+++ EXERCISE MATERIAL

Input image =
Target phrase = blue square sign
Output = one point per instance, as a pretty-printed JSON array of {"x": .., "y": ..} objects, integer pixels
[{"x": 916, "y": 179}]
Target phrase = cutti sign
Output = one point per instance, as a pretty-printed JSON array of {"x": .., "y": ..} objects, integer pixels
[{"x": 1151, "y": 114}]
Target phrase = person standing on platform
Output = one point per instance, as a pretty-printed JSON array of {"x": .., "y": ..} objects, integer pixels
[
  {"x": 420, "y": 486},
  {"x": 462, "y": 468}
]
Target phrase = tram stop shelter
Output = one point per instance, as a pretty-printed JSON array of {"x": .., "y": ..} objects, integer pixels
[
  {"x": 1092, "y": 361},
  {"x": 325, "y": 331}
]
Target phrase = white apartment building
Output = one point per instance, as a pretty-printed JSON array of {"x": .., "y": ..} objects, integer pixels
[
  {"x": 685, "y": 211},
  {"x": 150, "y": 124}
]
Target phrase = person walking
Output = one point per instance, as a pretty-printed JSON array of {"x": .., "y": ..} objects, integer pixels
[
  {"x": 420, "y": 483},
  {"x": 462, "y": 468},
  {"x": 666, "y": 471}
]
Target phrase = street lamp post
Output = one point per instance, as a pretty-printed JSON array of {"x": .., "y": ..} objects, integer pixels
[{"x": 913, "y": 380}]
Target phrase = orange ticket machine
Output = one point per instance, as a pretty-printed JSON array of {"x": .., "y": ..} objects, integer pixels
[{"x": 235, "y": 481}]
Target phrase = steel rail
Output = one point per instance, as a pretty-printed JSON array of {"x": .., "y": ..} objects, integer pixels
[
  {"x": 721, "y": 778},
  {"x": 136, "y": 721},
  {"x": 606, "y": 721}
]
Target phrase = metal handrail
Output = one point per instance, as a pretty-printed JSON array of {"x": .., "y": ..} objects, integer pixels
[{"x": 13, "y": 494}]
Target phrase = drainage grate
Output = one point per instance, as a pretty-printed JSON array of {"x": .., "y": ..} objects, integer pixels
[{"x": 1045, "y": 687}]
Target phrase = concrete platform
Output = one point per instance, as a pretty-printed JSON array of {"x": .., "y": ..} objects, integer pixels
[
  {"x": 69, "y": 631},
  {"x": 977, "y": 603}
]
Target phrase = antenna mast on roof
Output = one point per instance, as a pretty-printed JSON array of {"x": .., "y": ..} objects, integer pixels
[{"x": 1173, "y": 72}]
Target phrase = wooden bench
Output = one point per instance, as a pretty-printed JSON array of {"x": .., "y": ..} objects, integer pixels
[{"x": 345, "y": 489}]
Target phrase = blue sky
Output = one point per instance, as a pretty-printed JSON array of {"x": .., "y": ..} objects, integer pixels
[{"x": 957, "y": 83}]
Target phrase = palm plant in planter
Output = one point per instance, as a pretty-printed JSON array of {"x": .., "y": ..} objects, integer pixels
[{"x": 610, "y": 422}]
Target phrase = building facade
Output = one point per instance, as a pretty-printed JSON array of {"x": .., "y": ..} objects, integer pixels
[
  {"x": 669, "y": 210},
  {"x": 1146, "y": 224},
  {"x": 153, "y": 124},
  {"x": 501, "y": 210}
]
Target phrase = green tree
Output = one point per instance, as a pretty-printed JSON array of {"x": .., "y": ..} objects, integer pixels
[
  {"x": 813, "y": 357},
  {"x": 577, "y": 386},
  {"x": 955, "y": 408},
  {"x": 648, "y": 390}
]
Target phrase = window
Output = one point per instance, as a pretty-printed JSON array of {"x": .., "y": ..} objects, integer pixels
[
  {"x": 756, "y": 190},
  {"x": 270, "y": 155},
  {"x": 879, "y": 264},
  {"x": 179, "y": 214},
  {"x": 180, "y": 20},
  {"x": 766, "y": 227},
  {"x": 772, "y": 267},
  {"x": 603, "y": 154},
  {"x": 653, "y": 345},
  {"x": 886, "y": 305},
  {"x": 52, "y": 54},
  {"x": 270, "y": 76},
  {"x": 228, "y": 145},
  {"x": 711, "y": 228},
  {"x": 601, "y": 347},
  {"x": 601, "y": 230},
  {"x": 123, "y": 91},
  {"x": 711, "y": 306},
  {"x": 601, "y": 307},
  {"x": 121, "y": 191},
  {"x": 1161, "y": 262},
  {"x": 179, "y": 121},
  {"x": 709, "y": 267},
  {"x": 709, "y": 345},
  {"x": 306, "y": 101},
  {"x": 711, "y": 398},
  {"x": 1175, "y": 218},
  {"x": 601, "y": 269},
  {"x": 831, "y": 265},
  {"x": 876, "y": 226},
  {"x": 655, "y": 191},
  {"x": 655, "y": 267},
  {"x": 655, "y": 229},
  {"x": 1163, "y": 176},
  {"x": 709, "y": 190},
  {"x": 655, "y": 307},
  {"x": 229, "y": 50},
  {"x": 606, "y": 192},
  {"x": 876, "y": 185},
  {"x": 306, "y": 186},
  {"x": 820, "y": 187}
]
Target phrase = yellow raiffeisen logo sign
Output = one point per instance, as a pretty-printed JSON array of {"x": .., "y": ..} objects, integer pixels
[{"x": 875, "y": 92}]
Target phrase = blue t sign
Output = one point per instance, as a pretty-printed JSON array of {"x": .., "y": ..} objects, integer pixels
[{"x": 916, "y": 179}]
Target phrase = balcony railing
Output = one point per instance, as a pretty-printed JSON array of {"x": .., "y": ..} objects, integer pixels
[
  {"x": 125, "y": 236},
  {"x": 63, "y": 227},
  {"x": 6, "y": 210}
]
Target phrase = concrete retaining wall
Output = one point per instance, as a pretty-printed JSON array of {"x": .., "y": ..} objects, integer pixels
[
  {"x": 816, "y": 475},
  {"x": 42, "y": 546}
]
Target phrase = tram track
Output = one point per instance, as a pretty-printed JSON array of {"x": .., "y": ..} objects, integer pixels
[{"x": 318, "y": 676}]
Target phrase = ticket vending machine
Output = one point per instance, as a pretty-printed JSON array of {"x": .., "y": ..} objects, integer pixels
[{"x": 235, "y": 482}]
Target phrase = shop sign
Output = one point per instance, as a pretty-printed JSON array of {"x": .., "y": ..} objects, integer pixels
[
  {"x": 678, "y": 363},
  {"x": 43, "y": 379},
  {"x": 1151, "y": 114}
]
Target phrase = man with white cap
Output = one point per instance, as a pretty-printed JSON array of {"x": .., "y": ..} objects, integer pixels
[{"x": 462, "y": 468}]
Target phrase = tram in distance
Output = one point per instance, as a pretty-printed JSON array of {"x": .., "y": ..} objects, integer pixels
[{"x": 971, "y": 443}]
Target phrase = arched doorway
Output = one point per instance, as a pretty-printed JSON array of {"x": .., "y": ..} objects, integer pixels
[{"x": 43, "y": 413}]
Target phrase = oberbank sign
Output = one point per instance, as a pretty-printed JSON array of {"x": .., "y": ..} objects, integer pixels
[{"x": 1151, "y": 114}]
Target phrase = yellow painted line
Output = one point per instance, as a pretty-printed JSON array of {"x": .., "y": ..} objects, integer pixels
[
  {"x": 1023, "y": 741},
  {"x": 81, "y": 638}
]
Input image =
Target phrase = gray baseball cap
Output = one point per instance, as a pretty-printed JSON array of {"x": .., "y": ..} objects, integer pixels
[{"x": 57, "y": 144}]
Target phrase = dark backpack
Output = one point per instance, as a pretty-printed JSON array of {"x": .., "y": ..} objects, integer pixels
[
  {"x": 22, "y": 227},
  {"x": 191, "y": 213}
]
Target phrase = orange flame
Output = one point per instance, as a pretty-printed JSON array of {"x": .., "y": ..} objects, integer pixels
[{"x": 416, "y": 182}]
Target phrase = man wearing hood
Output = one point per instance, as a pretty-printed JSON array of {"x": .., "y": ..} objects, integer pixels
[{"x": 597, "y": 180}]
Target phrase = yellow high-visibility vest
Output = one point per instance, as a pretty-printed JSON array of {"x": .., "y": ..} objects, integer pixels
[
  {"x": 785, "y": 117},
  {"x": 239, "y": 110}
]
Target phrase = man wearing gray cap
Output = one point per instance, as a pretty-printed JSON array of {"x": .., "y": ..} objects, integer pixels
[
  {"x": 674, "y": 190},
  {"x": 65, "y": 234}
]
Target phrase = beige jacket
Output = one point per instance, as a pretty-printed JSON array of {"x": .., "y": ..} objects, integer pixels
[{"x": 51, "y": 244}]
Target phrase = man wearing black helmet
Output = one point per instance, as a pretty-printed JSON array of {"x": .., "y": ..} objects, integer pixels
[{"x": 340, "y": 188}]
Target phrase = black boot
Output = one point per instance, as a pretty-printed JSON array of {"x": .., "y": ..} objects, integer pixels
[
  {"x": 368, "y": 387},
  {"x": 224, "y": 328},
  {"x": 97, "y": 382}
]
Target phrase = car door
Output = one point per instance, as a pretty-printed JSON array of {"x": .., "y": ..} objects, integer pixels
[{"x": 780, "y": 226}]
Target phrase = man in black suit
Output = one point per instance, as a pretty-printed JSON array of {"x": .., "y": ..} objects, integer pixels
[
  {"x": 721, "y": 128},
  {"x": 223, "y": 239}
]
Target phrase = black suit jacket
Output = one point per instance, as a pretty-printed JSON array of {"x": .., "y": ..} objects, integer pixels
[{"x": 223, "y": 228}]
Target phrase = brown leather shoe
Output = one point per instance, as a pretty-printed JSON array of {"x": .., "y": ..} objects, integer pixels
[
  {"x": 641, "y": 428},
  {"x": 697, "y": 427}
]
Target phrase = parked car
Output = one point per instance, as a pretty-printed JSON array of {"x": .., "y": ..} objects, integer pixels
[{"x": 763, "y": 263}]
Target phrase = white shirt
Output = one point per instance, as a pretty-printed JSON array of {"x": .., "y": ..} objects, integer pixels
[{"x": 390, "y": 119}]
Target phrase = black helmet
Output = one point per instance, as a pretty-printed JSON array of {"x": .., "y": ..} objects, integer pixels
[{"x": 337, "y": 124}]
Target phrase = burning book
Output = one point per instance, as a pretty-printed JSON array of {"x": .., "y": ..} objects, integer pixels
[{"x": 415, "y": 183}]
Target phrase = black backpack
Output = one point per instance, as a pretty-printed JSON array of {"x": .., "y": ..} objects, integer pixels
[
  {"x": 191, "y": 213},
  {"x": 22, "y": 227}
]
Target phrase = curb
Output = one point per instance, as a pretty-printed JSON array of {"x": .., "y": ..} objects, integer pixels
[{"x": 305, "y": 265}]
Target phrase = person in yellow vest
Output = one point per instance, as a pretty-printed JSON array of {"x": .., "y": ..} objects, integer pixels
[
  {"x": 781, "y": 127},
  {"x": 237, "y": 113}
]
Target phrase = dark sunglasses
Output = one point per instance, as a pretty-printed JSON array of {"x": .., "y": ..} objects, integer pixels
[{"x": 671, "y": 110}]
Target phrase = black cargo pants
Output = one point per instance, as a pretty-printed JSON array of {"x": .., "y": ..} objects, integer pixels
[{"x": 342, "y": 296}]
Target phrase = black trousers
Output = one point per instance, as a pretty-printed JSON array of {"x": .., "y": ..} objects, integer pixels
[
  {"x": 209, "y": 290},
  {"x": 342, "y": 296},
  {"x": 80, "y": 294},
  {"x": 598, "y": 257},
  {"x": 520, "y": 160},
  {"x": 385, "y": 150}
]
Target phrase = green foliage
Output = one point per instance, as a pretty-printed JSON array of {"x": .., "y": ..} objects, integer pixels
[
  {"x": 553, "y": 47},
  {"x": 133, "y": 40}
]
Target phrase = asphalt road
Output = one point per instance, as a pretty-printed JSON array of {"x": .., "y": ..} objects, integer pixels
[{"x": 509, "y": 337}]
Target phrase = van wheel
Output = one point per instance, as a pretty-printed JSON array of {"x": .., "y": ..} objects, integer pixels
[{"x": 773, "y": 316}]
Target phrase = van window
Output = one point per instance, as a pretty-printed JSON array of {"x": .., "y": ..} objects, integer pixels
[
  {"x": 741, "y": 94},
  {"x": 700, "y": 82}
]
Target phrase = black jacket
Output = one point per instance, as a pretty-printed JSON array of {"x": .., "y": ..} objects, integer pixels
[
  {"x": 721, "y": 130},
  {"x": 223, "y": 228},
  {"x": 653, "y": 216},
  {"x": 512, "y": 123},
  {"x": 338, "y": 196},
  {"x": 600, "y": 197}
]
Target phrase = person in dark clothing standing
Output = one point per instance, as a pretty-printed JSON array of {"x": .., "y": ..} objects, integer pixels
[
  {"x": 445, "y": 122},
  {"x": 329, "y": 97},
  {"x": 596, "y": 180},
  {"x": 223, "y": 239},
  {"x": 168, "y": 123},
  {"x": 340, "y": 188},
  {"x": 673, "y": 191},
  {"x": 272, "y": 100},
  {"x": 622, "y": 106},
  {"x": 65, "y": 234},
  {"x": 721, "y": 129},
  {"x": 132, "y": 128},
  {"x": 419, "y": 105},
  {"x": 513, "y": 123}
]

++++++

#### [INSTRUCTIONS FOR THE TASK]
Each line from the one holding "Target phrase = black jacket" down to the end of the records above is to be repeated exactly; no other line belongs in the reply.

#### [ANSWER TO THIS PROBLEM]
Target phrase = black jacket
Output = one point per instance, as a pretty-printed JSON array of {"x": .., "y": ..} objects, integer pixels
[
  {"x": 721, "y": 130},
  {"x": 223, "y": 228},
  {"x": 653, "y": 216},
  {"x": 512, "y": 123},
  {"x": 338, "y": 196},
  {"x": 600, "y": 197}
]
Target phrase = person in dark clothing standing
Output = one point per instance, as a pretty-printed JSON array of {"x": .., "y": ..} objects, integer pixels
[
  {"x": 445, "y": 122},
  {"x": 329, "y": 97},
  {"x": 596, "y": 180},
  {"x": 223, "y": 239},
  {"x": 168, "y": 123},
  {"x": 340, "y": 188},
  {"x": 673, "y": 191},
  {"x": 272, "y": 100},
  {"x": 622, "y": 106},
  {"x": 65, "y": 234},
  {"x": 721, "y": 129},
  {"x": 132, "y": 128},
  {"x": 419, "y": 105},
  {"x": 513, "y": 123}
]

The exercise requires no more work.